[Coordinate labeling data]
============

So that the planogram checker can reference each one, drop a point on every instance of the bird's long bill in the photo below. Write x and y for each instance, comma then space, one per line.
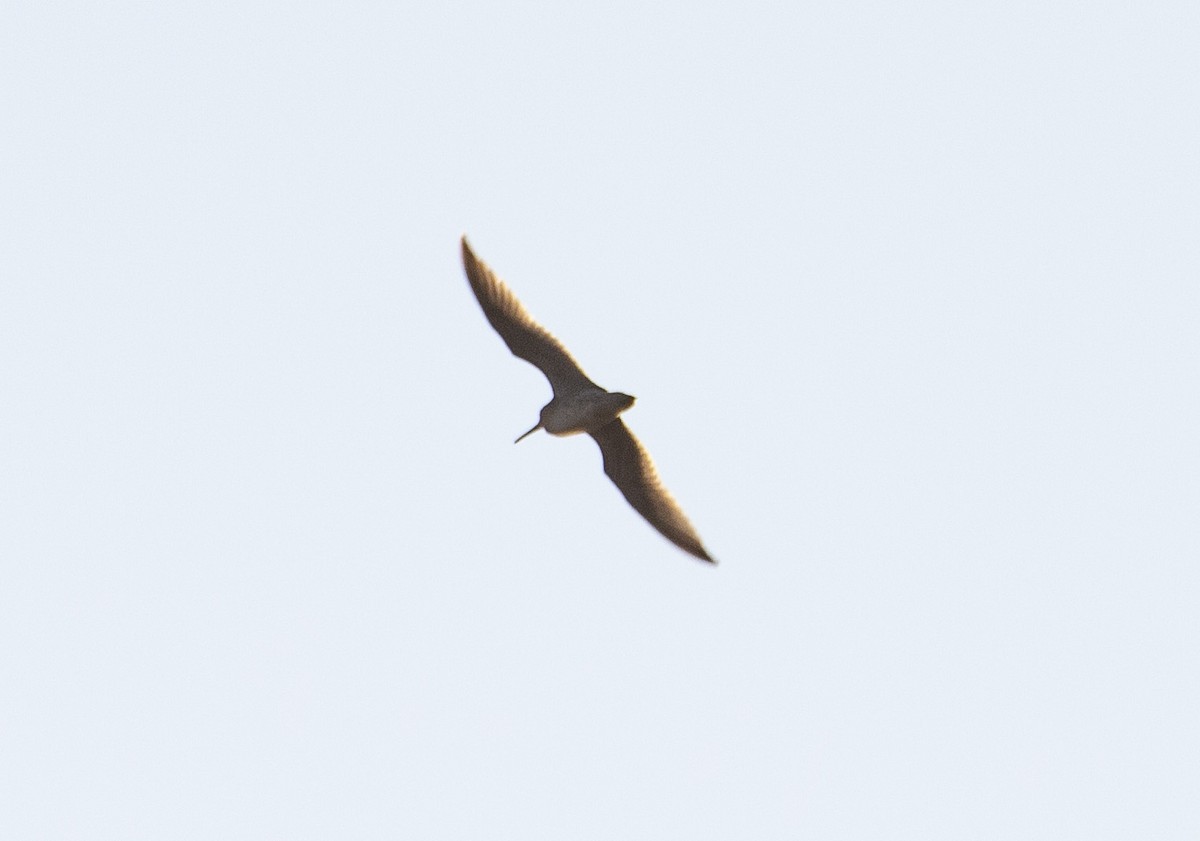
528, 433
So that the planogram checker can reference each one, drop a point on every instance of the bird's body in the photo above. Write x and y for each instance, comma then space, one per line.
581, 406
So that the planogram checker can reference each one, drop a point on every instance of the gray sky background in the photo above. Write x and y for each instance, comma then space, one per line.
909, 294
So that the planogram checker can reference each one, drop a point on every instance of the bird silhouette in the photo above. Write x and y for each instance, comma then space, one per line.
581, 406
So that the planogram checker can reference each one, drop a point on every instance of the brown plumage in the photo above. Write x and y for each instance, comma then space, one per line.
581, 406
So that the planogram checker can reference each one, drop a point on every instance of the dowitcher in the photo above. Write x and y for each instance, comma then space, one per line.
581, 406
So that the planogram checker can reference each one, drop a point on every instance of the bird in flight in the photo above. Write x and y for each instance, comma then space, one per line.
581, 406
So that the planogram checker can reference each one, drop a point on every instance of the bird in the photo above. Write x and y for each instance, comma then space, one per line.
580, 406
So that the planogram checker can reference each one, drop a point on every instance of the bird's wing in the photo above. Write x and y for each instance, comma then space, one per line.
629, 466
526, 338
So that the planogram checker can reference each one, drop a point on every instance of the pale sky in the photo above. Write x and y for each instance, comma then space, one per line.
910, 298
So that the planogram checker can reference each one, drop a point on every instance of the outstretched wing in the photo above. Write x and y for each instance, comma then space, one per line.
526, 338
629, 466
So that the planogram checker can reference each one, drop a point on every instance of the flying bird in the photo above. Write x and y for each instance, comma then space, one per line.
581, 406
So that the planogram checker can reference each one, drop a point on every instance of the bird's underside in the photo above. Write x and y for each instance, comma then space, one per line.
625, 461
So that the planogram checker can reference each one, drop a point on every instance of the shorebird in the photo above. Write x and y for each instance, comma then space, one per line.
581, 406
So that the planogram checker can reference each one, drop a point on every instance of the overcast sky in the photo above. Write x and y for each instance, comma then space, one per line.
910, 298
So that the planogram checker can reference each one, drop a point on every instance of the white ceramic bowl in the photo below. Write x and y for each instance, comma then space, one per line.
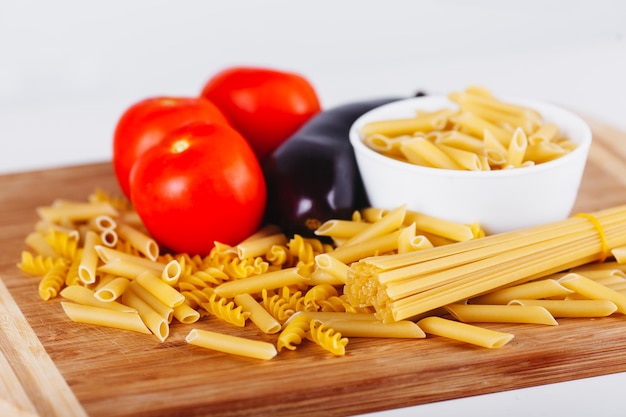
499, 200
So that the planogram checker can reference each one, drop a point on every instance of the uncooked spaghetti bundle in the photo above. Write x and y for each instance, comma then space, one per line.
401, 286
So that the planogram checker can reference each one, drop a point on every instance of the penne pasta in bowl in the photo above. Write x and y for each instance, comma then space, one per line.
472, 157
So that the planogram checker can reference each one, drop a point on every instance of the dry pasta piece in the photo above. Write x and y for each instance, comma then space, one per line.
572, 308
160, 289
104, 317
326, 337
403, 329
258, 315
544, 288
508, 313
255, 284
52, 282
112, 290
164, 310
226, 310
464, 332
231, 344
293, 333
593, 290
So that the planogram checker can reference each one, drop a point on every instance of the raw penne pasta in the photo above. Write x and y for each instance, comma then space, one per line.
593, 290
104, 317
231, 344
572, 308
85, 296
544, 288
75, 211
464, 332
170, 296
89, 260
257, 247
507, 313
258, 314
139, 240
619, 254
385, 225
337, 228
256, 283
327, 263
451, 230
421, 151
185, 314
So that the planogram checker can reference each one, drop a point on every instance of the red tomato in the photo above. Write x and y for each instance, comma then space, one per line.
145, 124
200, 184
266, 106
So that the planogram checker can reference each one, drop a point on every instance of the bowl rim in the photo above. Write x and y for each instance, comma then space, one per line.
359, 146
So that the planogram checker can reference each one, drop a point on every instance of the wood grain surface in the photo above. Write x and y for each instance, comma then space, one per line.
104, 372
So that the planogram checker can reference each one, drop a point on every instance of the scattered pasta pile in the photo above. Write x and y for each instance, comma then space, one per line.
97, 256
483, 133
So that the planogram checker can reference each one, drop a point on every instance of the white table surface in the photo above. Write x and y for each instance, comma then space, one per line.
68, 69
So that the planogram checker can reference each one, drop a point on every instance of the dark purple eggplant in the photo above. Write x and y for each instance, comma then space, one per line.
313, 177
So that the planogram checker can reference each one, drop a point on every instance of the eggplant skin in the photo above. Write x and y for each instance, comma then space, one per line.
313, 177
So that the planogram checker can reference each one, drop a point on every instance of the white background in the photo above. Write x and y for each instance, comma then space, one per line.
68, 69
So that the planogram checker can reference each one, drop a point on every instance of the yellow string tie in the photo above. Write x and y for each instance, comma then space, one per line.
606, 251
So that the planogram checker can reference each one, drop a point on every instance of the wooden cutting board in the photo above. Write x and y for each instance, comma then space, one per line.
53, 367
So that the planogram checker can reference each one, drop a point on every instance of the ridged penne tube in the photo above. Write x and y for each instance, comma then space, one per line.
139, 240
465, 159
483, 313
476, 126
85, 296
370, 247
544, 152
420, 151
337, 228
591, 289
102, 223
441, 227
149, 298
43, 227
254, 284
544, 288
572, 308
333, 266
231, 344
104, 317
360, 328
170, 296
154, 321
185, 314
75, 211
258, 247
112, 290
619, 254
37, 242
397, 127
89, 260
464, 332
258, 315
385, 225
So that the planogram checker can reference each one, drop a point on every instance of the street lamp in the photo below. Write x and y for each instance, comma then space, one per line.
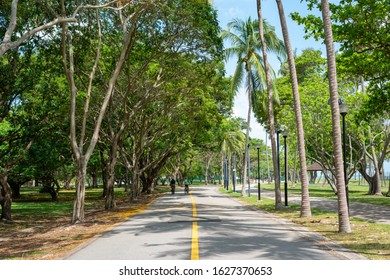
249, 172
258, 173
277, 154
234, 171
343, 112
285, 133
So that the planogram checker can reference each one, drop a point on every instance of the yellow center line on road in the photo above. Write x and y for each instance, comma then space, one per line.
194, 241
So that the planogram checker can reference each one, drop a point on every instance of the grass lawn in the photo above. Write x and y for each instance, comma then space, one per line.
42, 229
356, 193
368, 238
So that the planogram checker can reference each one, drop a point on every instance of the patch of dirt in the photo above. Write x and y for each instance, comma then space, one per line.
53, 239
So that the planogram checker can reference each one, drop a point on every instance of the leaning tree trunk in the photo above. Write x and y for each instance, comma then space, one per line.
245, 175
78, 206
271, 120
5, 198
305, 199
344, 224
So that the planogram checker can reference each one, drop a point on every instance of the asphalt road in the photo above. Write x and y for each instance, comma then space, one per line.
207, 225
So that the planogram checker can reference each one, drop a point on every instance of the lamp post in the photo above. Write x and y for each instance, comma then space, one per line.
227, 173
343, 112
277, 154
243, 165
249, 172
234, 171
258, 173
285, 133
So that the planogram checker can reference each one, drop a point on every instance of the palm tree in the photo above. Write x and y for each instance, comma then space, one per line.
271, 116
245, 44
344, 225
305, 199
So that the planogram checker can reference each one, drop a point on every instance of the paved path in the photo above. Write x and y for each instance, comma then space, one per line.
225, 230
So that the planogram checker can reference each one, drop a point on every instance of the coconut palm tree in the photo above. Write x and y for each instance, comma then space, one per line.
245, 45
344, 225
305, 199
271, 116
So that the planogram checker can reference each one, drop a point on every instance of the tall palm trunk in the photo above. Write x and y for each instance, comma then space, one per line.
278, 195
305, 199
245, 175
344, 225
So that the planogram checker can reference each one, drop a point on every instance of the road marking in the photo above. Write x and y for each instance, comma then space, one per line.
195, 241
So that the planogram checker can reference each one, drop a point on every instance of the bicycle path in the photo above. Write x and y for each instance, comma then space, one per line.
208, 225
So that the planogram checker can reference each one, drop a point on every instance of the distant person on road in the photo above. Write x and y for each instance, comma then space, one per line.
173, 182
186, 187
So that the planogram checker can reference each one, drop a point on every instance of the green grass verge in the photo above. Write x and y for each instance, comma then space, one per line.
356, 193
368, 238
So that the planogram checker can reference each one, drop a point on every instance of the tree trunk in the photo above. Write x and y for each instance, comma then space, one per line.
5, 198
278, 194
78, 206
305, 199
344, 224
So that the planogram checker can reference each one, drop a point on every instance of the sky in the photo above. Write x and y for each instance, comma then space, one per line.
231, 9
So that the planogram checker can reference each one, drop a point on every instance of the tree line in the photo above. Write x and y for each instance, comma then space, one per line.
137, 90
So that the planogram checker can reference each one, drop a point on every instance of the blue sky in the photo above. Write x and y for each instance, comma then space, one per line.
230, 9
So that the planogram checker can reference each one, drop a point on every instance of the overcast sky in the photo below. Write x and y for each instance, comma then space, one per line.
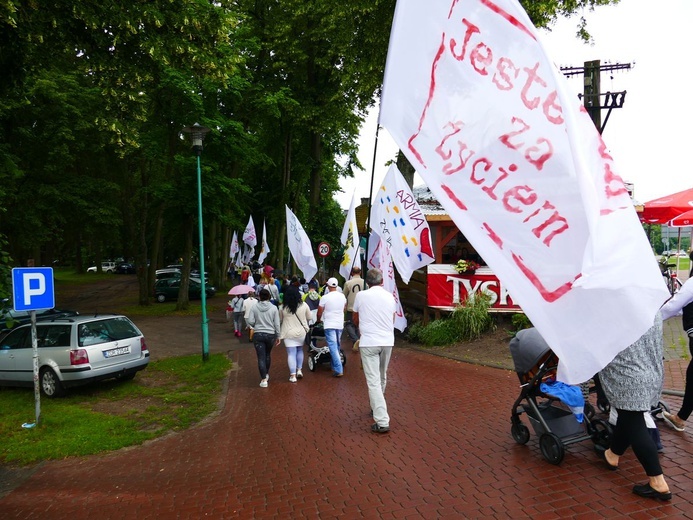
650, 137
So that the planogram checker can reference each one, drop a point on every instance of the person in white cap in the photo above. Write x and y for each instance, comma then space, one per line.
331, 313
374, 314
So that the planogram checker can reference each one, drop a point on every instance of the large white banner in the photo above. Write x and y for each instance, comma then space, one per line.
350, 241
472, 99
300, 246
400, 222
235, 247
265, 250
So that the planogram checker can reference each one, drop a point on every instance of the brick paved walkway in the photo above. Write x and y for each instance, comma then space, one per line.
305, 451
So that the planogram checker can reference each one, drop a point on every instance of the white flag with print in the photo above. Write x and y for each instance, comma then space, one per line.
487, 120
400, 222
350, 241
233, 251
300, 246
249, 235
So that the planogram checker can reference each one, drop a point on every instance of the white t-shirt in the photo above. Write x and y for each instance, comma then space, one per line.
333, 304
376, 308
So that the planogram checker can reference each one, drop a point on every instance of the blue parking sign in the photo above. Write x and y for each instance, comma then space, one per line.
32, 288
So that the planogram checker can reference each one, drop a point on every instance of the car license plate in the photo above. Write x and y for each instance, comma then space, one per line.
116, 352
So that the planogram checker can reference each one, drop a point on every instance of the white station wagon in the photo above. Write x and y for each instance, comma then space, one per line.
73, 351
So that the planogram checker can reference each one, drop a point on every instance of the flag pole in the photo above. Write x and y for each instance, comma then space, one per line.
370, 198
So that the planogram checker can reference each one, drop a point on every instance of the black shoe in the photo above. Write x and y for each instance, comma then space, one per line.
602, 454
646, 491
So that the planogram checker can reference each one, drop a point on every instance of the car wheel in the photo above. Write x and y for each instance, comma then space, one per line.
50, 384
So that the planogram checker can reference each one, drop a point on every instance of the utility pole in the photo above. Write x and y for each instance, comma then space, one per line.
592, 96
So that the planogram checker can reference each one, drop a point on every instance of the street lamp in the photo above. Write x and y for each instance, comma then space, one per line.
197, 134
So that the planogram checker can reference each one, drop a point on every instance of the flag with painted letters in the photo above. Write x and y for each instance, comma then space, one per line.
481, 112
399, 220
350, 241
264, 251
379, 257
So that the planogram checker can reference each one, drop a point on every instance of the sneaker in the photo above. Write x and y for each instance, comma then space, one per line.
671, 421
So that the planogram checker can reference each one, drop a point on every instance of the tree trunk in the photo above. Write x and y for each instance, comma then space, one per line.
183, 297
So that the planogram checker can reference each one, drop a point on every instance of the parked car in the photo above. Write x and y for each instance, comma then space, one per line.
125, 268
10, 318
106, 267
167, 289
73, 351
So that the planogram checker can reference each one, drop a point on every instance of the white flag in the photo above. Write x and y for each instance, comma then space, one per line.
380, 258
487, 120
300, 246
400, 222
350, 241
264, 251
249, 235
233, 251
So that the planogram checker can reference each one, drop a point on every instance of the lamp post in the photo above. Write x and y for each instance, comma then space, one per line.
197, 134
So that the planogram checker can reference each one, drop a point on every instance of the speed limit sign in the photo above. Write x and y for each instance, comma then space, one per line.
323, 249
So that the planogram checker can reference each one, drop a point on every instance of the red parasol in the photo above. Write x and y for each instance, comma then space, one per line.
662, 210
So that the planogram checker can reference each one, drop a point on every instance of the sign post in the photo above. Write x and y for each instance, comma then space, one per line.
32, 290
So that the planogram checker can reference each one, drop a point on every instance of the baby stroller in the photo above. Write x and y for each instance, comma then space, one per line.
550, 418
318, 351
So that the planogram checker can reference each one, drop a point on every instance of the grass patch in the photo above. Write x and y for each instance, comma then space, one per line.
169, 395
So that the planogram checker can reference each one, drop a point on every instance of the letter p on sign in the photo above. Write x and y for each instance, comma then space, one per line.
32, 288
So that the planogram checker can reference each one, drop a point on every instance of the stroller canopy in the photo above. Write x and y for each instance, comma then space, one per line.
527, 348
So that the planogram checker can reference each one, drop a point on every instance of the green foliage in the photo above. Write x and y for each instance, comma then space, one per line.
187, 391
519, 322
467, 322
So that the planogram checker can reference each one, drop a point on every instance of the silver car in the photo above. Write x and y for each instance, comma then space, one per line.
73, 351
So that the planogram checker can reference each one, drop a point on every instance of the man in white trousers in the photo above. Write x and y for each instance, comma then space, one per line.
374, 315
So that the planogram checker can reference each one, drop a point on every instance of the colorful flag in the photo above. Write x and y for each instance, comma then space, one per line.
300, 246
487, 120
379, 257
264, 251
400, 222
350, 241
249, 235
233, 251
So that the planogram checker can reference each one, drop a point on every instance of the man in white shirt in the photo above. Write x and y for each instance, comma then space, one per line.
331, 313
374, 315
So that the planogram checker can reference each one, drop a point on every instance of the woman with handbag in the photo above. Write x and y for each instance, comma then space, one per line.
295, 316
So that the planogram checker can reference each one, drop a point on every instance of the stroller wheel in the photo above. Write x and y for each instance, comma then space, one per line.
601, 433
520, 433
552, 448
603, 405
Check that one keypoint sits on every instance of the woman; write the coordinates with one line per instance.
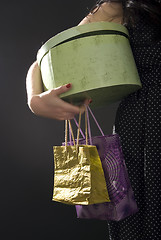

============

STATED TASK: Copy out, from the rows above, each line that contains the word "woman".

OUTPUT BELOW:
So that the planogram checker can reference each one, drop a point on every instance of the woman with handbag in the photo above. Write x and y for each instance, comma then space, one per line.
Check that one keypoint sits on every instance of the woman; write the coordinates with one line per instance.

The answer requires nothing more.